[TUS TAREAS]:
1. Responde según el comentario sobre Isaías 66:
(a) ¿Qué capítulos abarca el llamado Tercer Isaías?
(b) ¿En qué año conquista Ciro el persa Babilonia?
(c) En la cita bíblica, ¿hasta qué lugar traerán a todos los hermanos?
2. Traduce al inglés esta oración del comentario sobre Isaías 66: "Para estos últimos, Dios es más que su templo; su presencia desborda sus muros, por sagrados que sean."
3. Copia de nuevo el comentario sobre Isaías 66 desde las palabras "Así dice el" hasta las palabras "(Isaías 66, 18-21)", y cambia "Señor" por "Eterno".

[FRAGMENTO DEL TEXTO]:

____________

Así dice el Señor: “Yo vendré para reunir a las naciones de toda lengua: vendrán para ver mi gloria, les daré una señal, y de entre ellos despacharé supervivientes a las naciones: a Tarsis, Etiopía, Libia, Masac, Tubal y Grecia, a las costas lejanas que nunca oyeron mi fama ni vieron mi gloria; y anunciarán mi gloria a las naciones. Y de todos los países, como ofrenda al Señor, traerán a todos vuestros hermanos a caballo y en carros y en literas, en mulos y dromedarios, hasta mi monte santo de Jerusalén -dice el Señor-, como los israelitas, en vasijas puras, traen ofrendas al templo del Señor. De entre ellos escogeré sacerdotes, y levitas” -dice el Señor-. (Isaías 66, 18-21)

Algo hemos dicho en otra ocasión sobre el contexto histórico que subyace al llamado Tercer Isaías (Is 56-66). Refresquemos la memoria. En el año 539 a.C. Ciro el persa conquista Babilonia, acabando con la hegemonía que esta detentaba desde hacía alrededor de cien años. La nueva fuerza mundial, el inmenso Imperio persa durará un par de siglos. Cien años más que su predecesor. Rápidamente, en el 538, Ciro emite un edicto en el cual concede a los exiliados judíos, después de haber vivido deportados durante cerca de seis décadas, licencia para volver a su patria. La reinstalación no fue fácil. Hubo divisiones internas, dificultades para recuperar la tierra que habían abandonado ellos o sus antepasados, malas cosechas, oposición de los vecinos samaritanos que temen un predominio judío en aquella zona. Sobre todo, se da un conflicto de identidad cultural. Se saben el pueblo elegido de Dios, pero ¿y si Dios también ha llamado a otros pueblos? Los profetas surgidos en este tiempo retoman el tema de la justicia social, además de la defensa de la identidad judía; pero de manera especial sobresale la esperanza contra la desesperanza. Otro asunto son las tensiones teológicas que allí se producen. Resaltemos dos: la primera es la tensión entre si defender las instituciones civiles y religiosas (que dan identidad a la nación judía) o relativizarlas por algo nuevo que las supere; la segunda es la tensión entre los que defienden una restauración inmediata del país y de Jerusalén, y la visión utópica de los que defienden un futuro escatológico, donde Dios se hará presente ofreciendo una salvación universal. Para estos últimos, Dios es más que su templo; su presencia desborda sus muros, por sagrados que sean.

____________

[ENTRADAS DE DATOS]:
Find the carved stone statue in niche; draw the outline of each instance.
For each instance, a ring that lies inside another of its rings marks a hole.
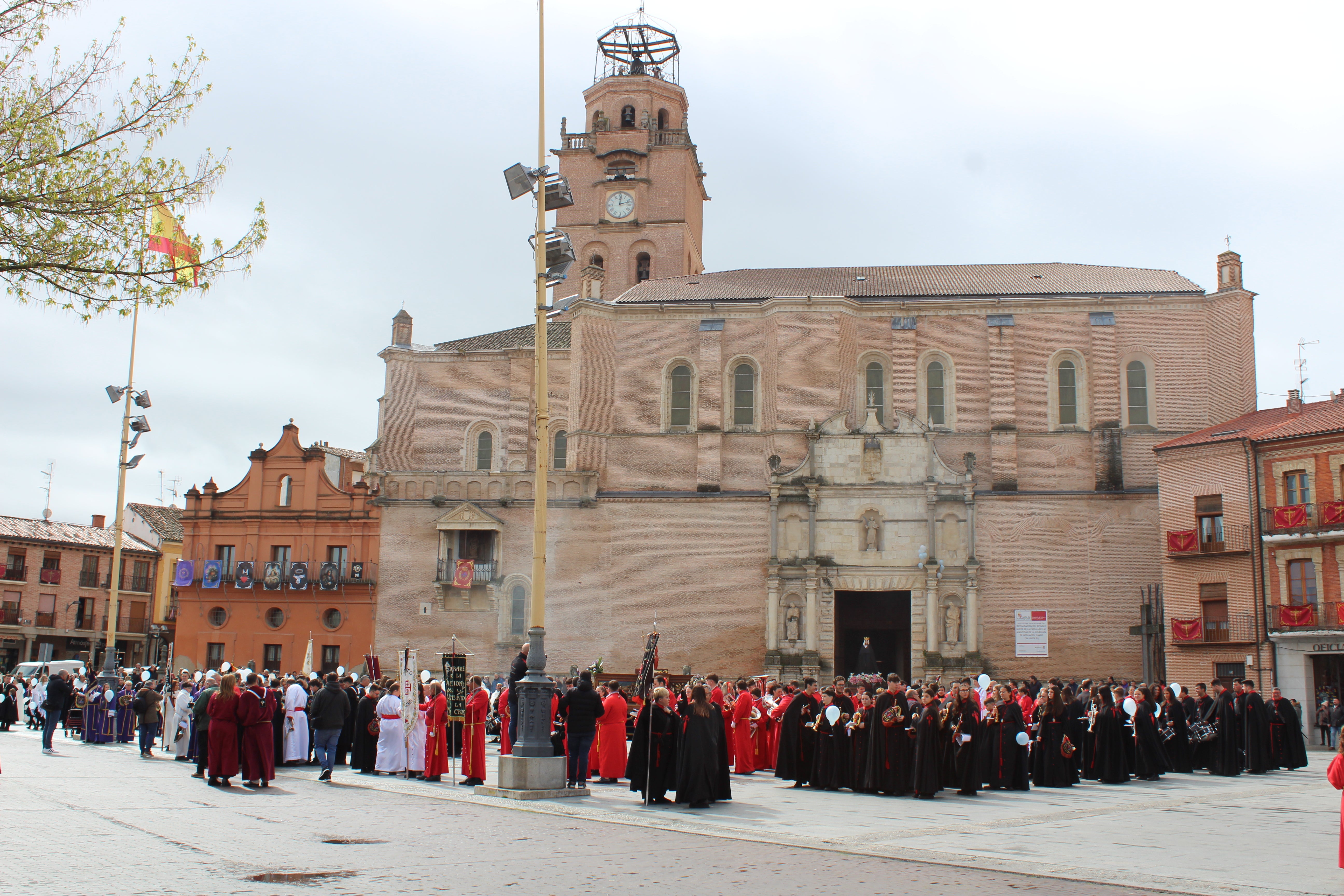
[[[961,641],[961,607],[956,603],[948,604],[948,611],[942,617],[943,633],[948,635],[943,638],[948,643],[957,643]]]
[[[876,510],[868,510],[862,517],[863,523],[863,549],[864,551],[880,551],[878,539],[882,535],[882,519],[878,516]]]

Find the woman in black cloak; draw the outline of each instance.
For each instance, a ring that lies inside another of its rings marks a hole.
[[[1129,780],[1129,767],[1125,764],[1125,711],[1116,705],[1116,692],[1110,688],[1097,689],[1095,711],[1089,778],[1103,785],[1122,785]]]
[[[1134,776],[1140,780],[1161,780],[1160,775],[1171,771],[1157,733],[1156,709],[1152,692],[1140,688],[1138,708],[1134,711]]]
[[[1067,727],[1068,709],[1059,696],[1059,688],[1050,685],[1032,748],[1031,779],[1036,787],[1071,787],[1078,783],[1074,746],[1066,733]]]
[[[646,783],[650,806],[672,802],[667,798],[667,791],[676,785],[676,732],[680,720],[672,713],[669,704],[668,689],[655,688],[653,703],[641,708],[634,720],[630,758],[625,763],[630,790],[642,795]]]
[[[919,717],[915,729],[914,791],[918,799],[933,799],[942,790],[938,762],[942,754],[942,716],[931,690],[919,695]]]
[[[988,790],[1028,790],[1027,747],[1017,743],[1017,735],[1027,731],[1021,707],[1013,700],[1012,688],[1001,685],[999,700],[991,707],[985,701],[985,721],[980,731],[980,758],[984,763]]]
[[[1163,744],[1167,748],[1167,760],[1172,771],[1189,774],[1195,767],[1189,762],[1189,725],[1185,721],[1185,705],[1176,699],[1176,692],[1163,688],[1163,728],[1171,728],[1175,733]]]
[[[710,703],[704,685],[696,685],[677,733],[676,801],[708,809],[718,799],[732,799],[723,713]]]

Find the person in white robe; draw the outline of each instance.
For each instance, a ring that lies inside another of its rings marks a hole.
[[[308,690],[297,681],[285,690],[284,762],[308,762]]]
[[[378,758],[374,774],[406,771],[406,727],[402,724],[402,699],[384,693],[378,701]]]

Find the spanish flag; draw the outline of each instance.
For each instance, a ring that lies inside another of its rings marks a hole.
[[[163,203],[149,211],[149,240],[146,249],[152,253],[168,255],[173,267],[173,279],[180,283],[191,281],[192,286],[200,286],[200,254],[192,247],[187,231],[181,228],[177,219]]]

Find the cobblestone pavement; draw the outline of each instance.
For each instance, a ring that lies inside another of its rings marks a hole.
[[[734,775],[710,810],[624,786],[519,803],[466,787],[282,768],[207,787],[133,744],[0,735],[0,889],[99,893],[1337,893],[1324,759],[1267,776],[935,801],[790,791]],[[493,750],[493,748],[492,748]],[[491,760],[493,778],[493,758]],[[62,832],[56,840],[48,832]],[[78,832],[78,833],[77,833]],[[343,841],[343,842],[329,842]],[[56,845],[59,844],[59,845]],[[257,880],[258,875],[262,877]],[[292,879],[292,875],[323,875]],[[12,888],[12,889],[11,889]]]

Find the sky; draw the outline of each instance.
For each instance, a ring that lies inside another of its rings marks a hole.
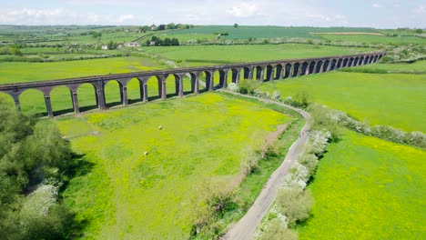
[[[0,0],[0,25],[426,28],[426,0]]]

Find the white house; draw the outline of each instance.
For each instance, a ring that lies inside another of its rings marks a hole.
[[[137,42],[129,42],[129,43],[125,43],[123,44],[124,46],[131,46],[131,47],[138,47],[140,46],[139,43]]]

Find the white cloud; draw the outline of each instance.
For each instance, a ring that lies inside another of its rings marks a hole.
[[[416,14],[425,14],[426,13],[426,6],[421,5],[421,6],[417,7],[416,9],[414,9],[412,12],[414,12]]]
[[[255,4],[240,3],[228,9],[226,13],[236,17],[248,17],[259,15],[259,10]]]
[[[5,25],[132,25],[134,15],[98,15],[56,9],[12,9],[0,12],[0,24]]]
[[[130,20],[134,20],[135,19],[135,15],[119,15],[118,16],[118,23],[126,23],[126,22],[128,22]]]

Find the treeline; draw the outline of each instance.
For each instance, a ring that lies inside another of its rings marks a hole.
[[[166,37],[161,39],[157,36],[153,35],[151,40],[147,40],[147,45],[179,45],[179,40],[178,38]]]
[[[62,205],[72,154],[59,131],[0,101],[2,239],[71,238],[74,215]]]

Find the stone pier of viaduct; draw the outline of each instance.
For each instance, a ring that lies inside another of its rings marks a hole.
[[[140,101],[147,102],[147,81],[151,81],[150,79],[157,79],[158,84],[158,97],[166,99],[167,97],[166,85],[169,84],[168,82],[172,82],[176,86],[174,94],[180,97],[184,96],[183,79],[185,76],[188,76],[191,80],[191,94],[198,94],[200,88],[200,75],[203,75],[203,77],[205,76],[206,90],[209,91],[227,87],[229,71],[232,73],[232,83],[238,84],[240,79],[240,75],[243,75],[245,79],[255,79],[260,82],[274,81],[305,75],[330,72],[341,67],[352,67],[372,64],[379,61],[385,54],[386,53],[380,52],[318,58],[274,60],[0,85],[0,92],[11,95],[15,100],[16,107],[20,109],[19,96],[21,94],[28,89],[39,90],[45,96],[47,115],[53,116],[54,113],[52,110],[50,93],[57,86],[66,86],[69,89],[74,112],[79,113],[80,107],[78,106],[77,89],[84,84],[90,84],[94,86],[96,105],[99,109],[104,109],[106,108],[105,85],[110,81],[117,81],[118,83],[121,104],[123,105],[127,105],[127,83],[133,78],[137,79],[139,82]],[[219,80],[218,84],[214,85],[213,76],[217,72],[218,73]],[[174,81],[170,80],[168,77],[170,75],[174,76]],[[153,76],[154,78],[152,78]]]

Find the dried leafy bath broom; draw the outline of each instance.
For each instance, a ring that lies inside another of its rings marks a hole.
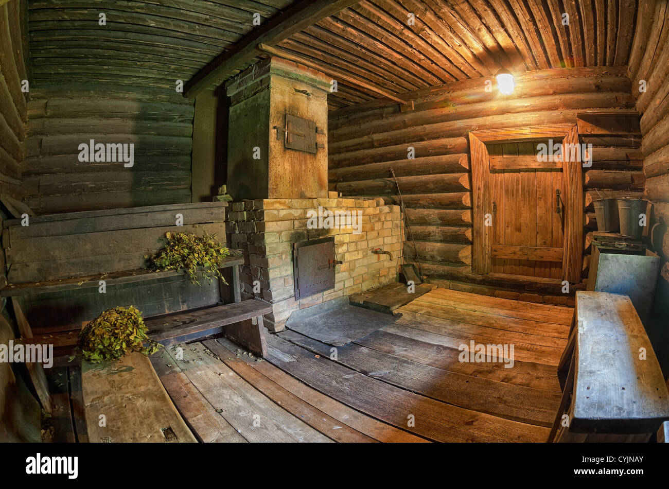
[[[142,313],[130,306],[107,309],[86,324],[79,335],[84,358],[94,363],[118,360],[128,351],[151,355],[158,344],[149,339]],[[144,346],[146,342],[149,346]]]
[[[158,271],[185,270],[191,282],[200,285],[197,268],[202,267],[202,276],[209,282],[218,276],[227,284],[218,269],[223,266],[230,250],[219,243],[216,235],[203,229],[201,237],[193,233],[166,233],[165,237],[165,248],[151,257]]]

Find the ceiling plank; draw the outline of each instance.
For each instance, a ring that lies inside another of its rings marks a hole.
[[[342,72],[339,71],[337,68],[331,67],[327,67],[326,68],[325,67],[324,67],[320,64],[318,64],[318,63],[312,63],[308,61],[308,60],[305,59],[304,58],[302,58],[302,56],[292,54],[291,53],[290,53],[288,51],[286,51],[285,50],[282,50],[277,47],[273,47],[272,46],[268,46],[265,44],[258,44],[257,47],[259,50],[264,51],[265,52],[268,53],[269,54],[271,54],[272,56],[278,56],[279,58],[283,58],[286,60],[290,60],[291,61],[294,61],[296,63],[300,63],[300,64],[303,64],[305,66],[308,66],[310,68],[312,68],[314,70],[318,70],[319,71],[326,71],[327,73],[334,79],[339,78],[339,80],[343,82],[347,82],[349,84],[352,84],[353,86],[362,87],[363,88],[366,88],[368,90],[371,90],[372,92],[375,92],[377,94],[381,94],[383,96],[387,97],[388,98],[392,100],[395,100],[395,102],[399,102],[400,104],[406,104],[407,103],[406,100],[403,100],[401,98],[395,96],[393,94],[391,94],[389,92],[386,92],[382,88],[379,88],[377,86],[375,86],[374,85],[371,85],[369,83],[367,83],[366,82],[363,82],[363,80],[360,80],[359,78],[357,78],[355,76],[347,75],[345,73],[343,73]]]
[[[275,15],[233,44],[198,72],[184,87],[184,96],[193,97],[223,81],[241,65],[258,55],[258,45],[274,46],[306,27],[357,3],[357,0],[302,0]]]

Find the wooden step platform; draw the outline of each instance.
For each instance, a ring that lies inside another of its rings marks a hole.
[[[413,293],[408,292],[405,284],[395,282],[361,294],[349,296],[351,304],[366,309],[392,314],[397,308],[409,304],[414,299],[427,294],[435,286],[430,284],[419,284]]]
[[[202,336],[226,332],[245,344],[252,351],[265,356],[267,347],[262,328],[262,315],[272,312],[272,305],[258,299],[213,306],[197,310],[156,316],[145,320],[149,337],[168,346]],[[248,319],[255,324],[240,324]]]
[[[197,441],[165,392],[149,357],[132,352],[118,362],[98,365],[84,361],[82,371],[90,442]]]

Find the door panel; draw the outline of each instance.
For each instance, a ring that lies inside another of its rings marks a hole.
[[[581,161],[567,152],[564,161],[537,161],[537,142],[549,139],[576,145],[578,130],[555,124],[469,133],[474,273],[579,281]]]
[[[490,272],[560,278],[563,231],[555,189],[564,195],[561,163],[533,165],[537,142],[489,144],[493,207]]]

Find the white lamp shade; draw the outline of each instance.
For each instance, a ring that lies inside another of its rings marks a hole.
[[[497,88],[500,93],[504,95],[513,93],[513,75],[510,73],[500,73],[495,78],[497,78]]]

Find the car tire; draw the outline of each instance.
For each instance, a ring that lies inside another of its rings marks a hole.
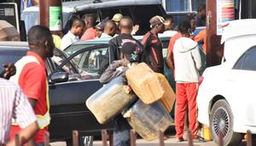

____________

[RESULTADOS EN ORDEN]:
1.
(a) Is 56-66.
(b) En el año 539 a.C.
(c) Hasta el monte santo de Jerusalén.

2. For the latter, God is more than his temple; his presence overflows its walls, however sacred they may be.

3.
Así dice el Eterno: “Yo vendré para reunir a las naciones de toda lengua: vendrán para ver mi gloria, les daré una señal, y de entre ellos despacharé supervivientes a las naciones: a Tarsis, Etiopía, Libia, Masac, Tubal y Grecia, a las costas lejanas que nunca oyeron mi fama ni vieron mi gloria; y anunciarán mi gloria a las naciones. Y de todos los países, como ofrenda al Eterno, traerán a todos vuestros hermanos a caballo y en carros y en literas, en mulos y dromedarios, hasta mi monte santo de Jerusalén -dice el Eterno-, como los israelitas, en vasijas puras, traen ofrendas al templo del Eterno. De entre ellos escogeré sacerdotes, y levitas” -dice el Eterno-. (Isaías 66, 18-21)